*TEXT SHOWN*.
━━━━━━━━━━

Over the course of the centuries the boiling houses had to be moved several times into the surrounding villages due to the lack of fuel. All the peat in the vicinity of Sülze had already been used up and productive operation in the village itself was no longer possible. From 1673 to 1678 the boiling houses were transferred to Bornrieth Moor, where there were two salt houses and a graduation tower 200 metres long and 7 metres high. A boring mill was also built here for the manufacture of water pipes from tree trunks.

Brine was carried in wooden pipes from Sülze and peat delivered by boat using a canal excavated for the purpose. As early as 1719 there were discussions about moving the boiling houses again because Bornrieth Moor was exhausted. In the period from 1719 to 1725 the brine pipeline was relaid to the newly established village of Altensalzkoth in the "Scheuer Bruch" marsh. The existing pipes were moved from Lindhorst along the river Örtze eastwards past Eversen to the salt house at Altensaltzkoth. But because the brine had to be piped over a greater distance, other problems arose. At "Zuckenberg" the brine was pumped to a height of 5 m by a water-powered pump (Zucke) in order to achieve the required natural slope. Leaks and regular blockages in the pipes soon meant that economical production was no longer possible. This led finally to the boiling houses being relocated back to Sülze. To overcome the continued lack of fuel locally, an improved transportation system was established, enabling peat from the surrounding areas to be delivered to Sülze.

━━━━━━━━━━

*DATA UNDER STUDY*.
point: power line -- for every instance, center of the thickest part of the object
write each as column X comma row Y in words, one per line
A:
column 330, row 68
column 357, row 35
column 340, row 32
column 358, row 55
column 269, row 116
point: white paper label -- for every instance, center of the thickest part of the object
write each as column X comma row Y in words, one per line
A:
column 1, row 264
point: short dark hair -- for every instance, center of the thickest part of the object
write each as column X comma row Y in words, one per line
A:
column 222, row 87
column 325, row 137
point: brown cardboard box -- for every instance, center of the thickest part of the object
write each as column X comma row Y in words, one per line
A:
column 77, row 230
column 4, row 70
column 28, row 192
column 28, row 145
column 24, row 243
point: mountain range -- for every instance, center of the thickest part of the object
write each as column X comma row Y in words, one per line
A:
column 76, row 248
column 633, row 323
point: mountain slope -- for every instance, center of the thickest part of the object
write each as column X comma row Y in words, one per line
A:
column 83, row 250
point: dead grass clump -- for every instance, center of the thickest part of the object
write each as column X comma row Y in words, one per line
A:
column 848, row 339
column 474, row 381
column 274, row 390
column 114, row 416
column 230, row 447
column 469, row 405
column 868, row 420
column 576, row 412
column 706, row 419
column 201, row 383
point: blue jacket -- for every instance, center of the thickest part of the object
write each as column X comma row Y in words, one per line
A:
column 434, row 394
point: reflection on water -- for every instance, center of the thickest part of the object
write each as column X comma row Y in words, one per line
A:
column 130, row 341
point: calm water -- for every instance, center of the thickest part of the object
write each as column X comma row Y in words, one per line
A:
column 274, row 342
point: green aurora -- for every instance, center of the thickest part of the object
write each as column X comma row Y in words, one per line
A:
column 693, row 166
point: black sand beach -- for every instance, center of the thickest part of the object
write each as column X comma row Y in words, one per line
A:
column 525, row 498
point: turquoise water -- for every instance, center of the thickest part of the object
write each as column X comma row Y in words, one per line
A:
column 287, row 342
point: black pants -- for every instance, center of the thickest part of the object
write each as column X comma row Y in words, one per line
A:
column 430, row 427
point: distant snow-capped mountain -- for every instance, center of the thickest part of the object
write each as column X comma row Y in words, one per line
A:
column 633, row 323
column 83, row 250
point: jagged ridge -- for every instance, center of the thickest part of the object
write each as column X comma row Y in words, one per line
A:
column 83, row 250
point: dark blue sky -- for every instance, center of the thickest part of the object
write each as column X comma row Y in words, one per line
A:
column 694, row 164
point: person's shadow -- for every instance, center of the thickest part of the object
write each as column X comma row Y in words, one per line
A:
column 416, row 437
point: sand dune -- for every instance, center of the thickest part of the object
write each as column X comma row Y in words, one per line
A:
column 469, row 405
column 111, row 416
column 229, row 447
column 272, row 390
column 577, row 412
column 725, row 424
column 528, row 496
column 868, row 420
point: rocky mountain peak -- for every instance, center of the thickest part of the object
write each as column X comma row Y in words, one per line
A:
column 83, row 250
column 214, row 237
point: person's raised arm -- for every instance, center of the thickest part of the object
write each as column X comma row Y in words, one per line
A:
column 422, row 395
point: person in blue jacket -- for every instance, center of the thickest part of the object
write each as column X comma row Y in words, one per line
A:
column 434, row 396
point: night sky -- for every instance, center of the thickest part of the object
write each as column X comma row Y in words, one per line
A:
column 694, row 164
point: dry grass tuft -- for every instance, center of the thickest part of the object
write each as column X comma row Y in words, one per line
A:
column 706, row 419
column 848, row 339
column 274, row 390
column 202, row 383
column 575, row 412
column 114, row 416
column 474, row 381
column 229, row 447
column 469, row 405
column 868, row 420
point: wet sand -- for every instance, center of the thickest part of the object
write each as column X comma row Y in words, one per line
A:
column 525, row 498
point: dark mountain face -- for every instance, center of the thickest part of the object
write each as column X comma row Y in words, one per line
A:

━━━━━━━━━━

*ASSIGNED TASK 1*.
Decide whether each statement below agrees with the passage about the Sülze boiling houses. Answer yes or no, and quote the deciding words of the passage.
(a) The graduation tower at Bornrieth Moor was 200 metres long.
(b) The brine was pumped to a height of 5 m at Lindhorst.
(c) The boiling houses were eventually moved back to Sülze.
*ASSIGNED TASK 2*.
In the passage about the Sülze boiling houses, take everything from "Over the course" down to "from tree trunks." and write it out again with "salt houses" switched to "brine houses".

*ANSWER SPACE 1*.
(a) Yes: "a graduation tower 200 metres long and 7 metres high"
(b) No: "At "Zuckenberg" the brine was pumped to a height of 5 m"
(c) Yes: "This led finally to the boiling houses being relocated back to Sülze."

*ANSWER SPACE 2*.
Over the course of the centuries the boiling houses had to be moved several times into the surrounding villages due to the lack of fuel. All the peat in the vicinity of Sülze had already been used up and productive operation in the village itself was no longer possible. From 1673 to 1678 the boiling houses were transferred to Bornrieth Moor, where there were two brine houses and a graduation tower 200 metres long and 7 metres high. A boring mill was also built here for the manufacture of water pipes from tree trunks.